■ **INSTRUCTIONS FOR THE TASK**: Repeat the listing in full, word for word.

···

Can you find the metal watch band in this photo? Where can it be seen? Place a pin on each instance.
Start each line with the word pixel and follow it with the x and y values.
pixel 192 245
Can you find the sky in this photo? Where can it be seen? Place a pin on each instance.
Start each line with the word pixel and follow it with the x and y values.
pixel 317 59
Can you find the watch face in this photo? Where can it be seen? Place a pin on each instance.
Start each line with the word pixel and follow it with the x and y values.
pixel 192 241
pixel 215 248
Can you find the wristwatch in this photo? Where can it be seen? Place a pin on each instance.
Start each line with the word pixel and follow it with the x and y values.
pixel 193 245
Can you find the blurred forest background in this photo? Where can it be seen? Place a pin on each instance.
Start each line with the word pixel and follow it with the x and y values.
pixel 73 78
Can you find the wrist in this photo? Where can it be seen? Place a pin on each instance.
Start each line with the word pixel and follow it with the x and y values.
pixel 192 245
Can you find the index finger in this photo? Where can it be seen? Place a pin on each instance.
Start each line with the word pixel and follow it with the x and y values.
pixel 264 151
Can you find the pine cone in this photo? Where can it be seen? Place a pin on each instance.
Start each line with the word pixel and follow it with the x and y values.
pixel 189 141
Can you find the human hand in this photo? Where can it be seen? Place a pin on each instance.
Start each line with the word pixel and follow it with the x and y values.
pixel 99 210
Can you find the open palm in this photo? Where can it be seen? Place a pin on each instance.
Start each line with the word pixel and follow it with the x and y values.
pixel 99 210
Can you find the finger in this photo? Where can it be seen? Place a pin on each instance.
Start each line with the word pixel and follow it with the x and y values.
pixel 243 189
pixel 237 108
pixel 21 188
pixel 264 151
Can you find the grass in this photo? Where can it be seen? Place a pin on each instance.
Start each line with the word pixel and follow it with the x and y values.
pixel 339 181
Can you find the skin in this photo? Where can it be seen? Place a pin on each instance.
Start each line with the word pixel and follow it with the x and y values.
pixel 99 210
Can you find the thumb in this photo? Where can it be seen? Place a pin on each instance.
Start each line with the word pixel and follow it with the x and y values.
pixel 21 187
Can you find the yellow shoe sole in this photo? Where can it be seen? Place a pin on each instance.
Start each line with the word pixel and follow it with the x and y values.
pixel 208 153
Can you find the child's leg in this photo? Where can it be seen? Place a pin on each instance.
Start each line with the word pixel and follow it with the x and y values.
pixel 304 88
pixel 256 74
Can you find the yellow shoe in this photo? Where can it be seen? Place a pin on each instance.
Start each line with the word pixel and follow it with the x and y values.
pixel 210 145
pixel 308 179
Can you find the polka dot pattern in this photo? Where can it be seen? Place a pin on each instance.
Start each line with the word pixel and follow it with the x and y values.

···

■ **TASK ANSWER**:
Can you find the metal watch band in this photo? Where can it be seen? Place a pin on each instance.
Start each line with the word pixel and follow it with the x and y values.
pixel 192 245
Can you find the sky in this photo? Where can it be seen? Place a pin on each instance.
Start each line with the word pixel and follow it with the x and y values.
pixel 317 59
Can you find the watch face in this photo? Where can it be seen? Place a pin on each instance.
Start each line with the word pixel and follow it with the x and y values.
pixel 192 241
pixel 215 248
Can you find the wristwatch in this photo? Where can it be seen? Place a pin on each instance.
Start each line with the word pixel and follow it with the x and y values.
pixel 193 245
Can you find the blurred forest background in this photo? Where can it be seen? Place a pin on each instance.
Start each line with the word pixel and follow it with the x and y values.
pixel 73 78
Can you find the wrist in this photo? Where can it be seen? Place a pin on each instance.
Start each line with the word pixel and follow it with the x and y values.
pixel 192 245
Can you find the index finger in this photo? Where can it be seen? Place a pin on each instance.
Start each line with the word pixel and follow it with the x and y values.
pixel 264 151
Can you find the pine cone in this photo? Where can it be seen? Place a pin on each instance.
Start each line with the word pixel and follow it with the x and y values.
pixel 189 141
Can you find the human hand in this photo? Where can it be seen? Place a pin on each instance.
Start each line with the word pixel and follow it with the x and y values.
pixel 99 210
Can you find the open palm in this photo? Where can it be seen? Place a pin on each instance.
Start each line with the word pixel and follow it with the x and y values.
pixel 99 210
Can you find the finger in this photo? Where can it be seen? Place a pin on each instance.
Start each line with the word pixel and follow it with the x and y values.
pixel 243 189
pixel 237 108
pixel 21 188
pixel 264 151
Can you find the grass in this photo? Where can it be seen? Place a pin on each instance.
Start each line with the word pixel and follow it with the x and y values.
pixel 339 181
Can you find the skin in this photo? Where can it be seen? Place a pin on each instance.
Start each line with the word pixel and follow it with the x and y values.
pixel 99 210
Can you find the thumb in this photo? Where can it be seen? Place a pin on each instance.
Start each line with the word pixel and follow it with the x and y values.
pixel 21 187
Can you find the yellow shoe sole in this photo? Where can it be seen? Place a pin on each instance.
Start each line with the word pixel and follow it with the x and y values.
pixel 208 153
Can you find the child's leg in this photo? Where can it be seen? Place a pin on each instance.
Start each line with the word pixel and follow it with the x and y values.
pixel 304 88
pixel 256 74
Can you find the yellow shoe in this photo? Where can it be seen? Place a pin on each instance.
Start each line with the word pixel and follow it with the x and y values.
pixel 210 145
pixel 308 179
Can you find the polka dot pattern in this photo? Where can it be seen? Place a pin on each instance.
Start each line with the word pixel and follow it with the x and y values.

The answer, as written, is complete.